Analytics TV ? Il est vrai que ce titre fait très, trop BtoB.  Mais au même titre que nous vivons l’année du mobile depuis dix ans, il paraîtrait que la télévision vit ses derniers instants. N’en déplaise à certains « prophètes » , non, la TV n’est pas morte et elle a même quelques belles années devant elle. La révolution de la TV a commencé poussée par des contenus de qualité, de nouvelles offres de vidéo à la demande et une qualité d’équipement toujours plus grande, la télévision n’est pas prête à se retrouver six pieds sous terre. On peut par exemple citer la 5G qui va pousser encore plus loin la qualité de ce média avec la diffusion d’image en 8K (Lire l’article de Babpa Moussa sur ce sujet).

En effet, la télévision s’avère être plus résistante que ce que certains croyaient. C’est d’abord, et avant tout un objet. Et nous sommes en plein boom des objets connectés. Une étude récente de Juniper Research, avance même que les SmartTV vont devenir les premiers assistants vocaux d’ici 5 ans.

De plus,  la TV linéaire telle qu’on la connaissait jusqu’au début des années 2000, est en train d’intégrer le digital, la SVOD, le Replay, modifiant radicalement les modes de consommation, notamment des plus jeunes. La consommation des programmes TV, tout écran confondus, représente quotidiennement une moyenne de plus de 3 heures et 46 minutes. (40% des foyers équipés des 4 écrans).

4,5 millions de Français ont regardé quotidiennement des programmes TV sur leur ordinateur, leur tablette ou leur smartphone pendant 1h16mn chacun. Un usage en croissance de près de 30% en deux ans.

(https://www.mediametrie.fr/fr/lannee-tv-2018)

Le marché publicitaire s’adapte à cette transformation digitale en intégrant la culture data et analytique.

La convergence TV – digital

Le temps passé sur le smartphone, ou devant un écran d’ordinateur, a forcément eu des conséquences sur ce qu’on appelle désormais les médias traditionnels. La presse, la radio, le cinéma et la télévision bien sûr, en font partie.

La télévision a d’abord beaucoup souffert de la croissance du digital et de ses leviers. Mais ce canal, plus qu’une menace, est avant tout une innovation et donc une opportunité pour les marques média à renforcer leur efficacité et redonner de la valeur au média télé.

• [Quelques enregistrements]
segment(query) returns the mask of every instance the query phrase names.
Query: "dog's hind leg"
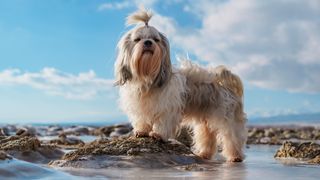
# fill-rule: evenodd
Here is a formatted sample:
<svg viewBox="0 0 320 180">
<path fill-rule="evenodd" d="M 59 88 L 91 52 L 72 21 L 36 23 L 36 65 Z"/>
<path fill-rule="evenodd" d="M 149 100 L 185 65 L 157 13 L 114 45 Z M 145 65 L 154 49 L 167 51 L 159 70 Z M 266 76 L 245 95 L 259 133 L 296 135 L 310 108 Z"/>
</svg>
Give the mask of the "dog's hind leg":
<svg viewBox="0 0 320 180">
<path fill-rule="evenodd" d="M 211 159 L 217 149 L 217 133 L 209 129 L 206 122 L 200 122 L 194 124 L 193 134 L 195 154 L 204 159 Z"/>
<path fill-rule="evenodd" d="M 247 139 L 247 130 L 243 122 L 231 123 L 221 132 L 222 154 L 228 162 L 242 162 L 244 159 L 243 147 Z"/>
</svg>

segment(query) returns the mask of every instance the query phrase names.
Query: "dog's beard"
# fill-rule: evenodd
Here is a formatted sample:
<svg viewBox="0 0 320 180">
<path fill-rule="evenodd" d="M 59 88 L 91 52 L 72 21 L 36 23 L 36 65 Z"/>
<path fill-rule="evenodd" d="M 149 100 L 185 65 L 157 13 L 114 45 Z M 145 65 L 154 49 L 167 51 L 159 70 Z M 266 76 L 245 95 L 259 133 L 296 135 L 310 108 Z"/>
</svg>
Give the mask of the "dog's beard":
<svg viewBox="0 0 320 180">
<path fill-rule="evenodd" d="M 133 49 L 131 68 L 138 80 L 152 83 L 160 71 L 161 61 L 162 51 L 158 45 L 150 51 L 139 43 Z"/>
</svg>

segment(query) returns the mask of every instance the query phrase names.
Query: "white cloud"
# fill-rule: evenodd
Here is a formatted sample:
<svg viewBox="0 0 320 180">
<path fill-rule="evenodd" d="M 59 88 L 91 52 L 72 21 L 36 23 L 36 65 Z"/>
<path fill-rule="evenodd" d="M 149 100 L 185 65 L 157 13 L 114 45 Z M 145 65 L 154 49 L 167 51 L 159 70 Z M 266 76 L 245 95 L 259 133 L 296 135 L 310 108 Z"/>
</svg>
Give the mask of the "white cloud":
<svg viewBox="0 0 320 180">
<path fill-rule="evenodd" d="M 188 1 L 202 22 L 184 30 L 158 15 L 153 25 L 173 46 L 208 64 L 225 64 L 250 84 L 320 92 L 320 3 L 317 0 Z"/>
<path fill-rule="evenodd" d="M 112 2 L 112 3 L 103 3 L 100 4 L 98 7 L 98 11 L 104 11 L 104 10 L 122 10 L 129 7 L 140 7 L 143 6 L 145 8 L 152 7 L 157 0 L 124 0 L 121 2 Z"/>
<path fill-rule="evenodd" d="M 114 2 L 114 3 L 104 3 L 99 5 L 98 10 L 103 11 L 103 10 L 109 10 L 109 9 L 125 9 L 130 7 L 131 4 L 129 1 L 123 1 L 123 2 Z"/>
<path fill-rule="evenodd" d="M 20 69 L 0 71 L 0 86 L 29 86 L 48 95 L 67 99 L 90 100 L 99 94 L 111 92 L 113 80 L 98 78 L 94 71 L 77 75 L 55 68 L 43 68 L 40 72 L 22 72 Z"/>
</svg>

• [SÉRIE D'EXERCICES]
1. D'après le texte sur la télévision, combien de Français ont regardé chaque jour des programmes TV sur leur ordinateur, leur tablette ou leur smartphone ?
2. Traduisez en anglais cette phrase du texte sur la télévision : « Le marché publicitaire s’adapte à cette transformation digitale en intégrant la culture data et analytique. »
3. Poursuivez le texte sur la télévision à partir de sa dernière phrase.

• [LES RÉPONSES]
1. 4,5 millions de Français.

2. The advertising market is adapting to this digital transformation by integrating a data and analytics culture.

3.
L’efficacité publicitaire et le ROI sont évidemment des enjeux primordiaux pour les annonceurs et les agences. Avec le développement d’Internet, les pure-players ont complètement révolutionné la manière de travailler le médiaplanning en y apportant cette culture de performance. Pour autant, il était important de se différencier et donc de travailler leur marque. Leur arrivée en TV était inévitable et cela allait s’accompagner de nouveaux besoins. Le monitoring des nouveaux KPIs en TV est ainsi devenu une évidence.

Très vite, le marché publicitaire a vu arriver de nouveaux acteurs. Analytics TV, Tracking TV, DR TV, beaucoup de noms pour ces plateformes qu’on connaît sous les noms de Realytics, Holimetrix ou Admo dont les levées de fonds récentes ont fait beaucoup parler (Holimetrix, en 2015 a d’abord levé 3,5 M€ en 2015, Realytics a ensuite levé 2,5M€ en 2017 et Admo vient de lever 6M€ en 2019)*1

Leur promesse ? Optimiser les plans TV en fonction non pas, des GRP délivrés, mais du trafic qui sera généré en « drive-to-web » sur le site. Quel écran ? Quelle chaîne ? Quelle tranche horaire ? Quel élément du plan permet d’enclencher le plus de visites au moindre coût ? Combien me coûte une visite en provenance de M6 vs une visite en provenance de TF1 ? Quel trafic est le plus qualifié ?

 

 

Captures d’écran de Realytics

La DR TV : du Tracking TV à l’analytique et la dataviz.

Le « Direct Response », qui était déjà utilisé en télévision, (souvent pour de la remontée d’appels téléphoniques vers des centres d’appels) a pu évoluer grâce à ces plateformes analytiques qui, très rapidement, ont donné aux agences de nouveaux moyens de reporting en embarquant des solutions de data visualisation et de dashboarding innovants. Mais également de pilotage des coûts, puisque le plan TV est embarqué sur les plateformes et cela permet un pilotage des CPV et CPL (coûts à la visite, coûts au lead).

Au fur et à mesure, les offres se sont développées. Initialement basées sur un service de tracking TV, elles se sont enrichies en intégrant notamment un volet digital. Car la data générée par ce plan TV correspond avant tout à des exposés TV donc à une donnée identifiable et valorisable permettant de faire basculer le média planning classique vers l’audience planning. Ces exposés TV peuvent être retouchés, via du retargeting proposés dorénavant par ces plateformes, mais aussi par de la synchronisation. (Retrouvez une explication détaillée de la Synchronisation TV sur le site ad-exchange),

Les cases performances et data cochées, il devenait intéressant d’ajouter une brique de mesure d’impact sur la marque, c’est pourquoi nous retrouvons sur chacune de ces plateformes des solutions d’études pré/post-test, pour une couverture complète du parcours de la marque.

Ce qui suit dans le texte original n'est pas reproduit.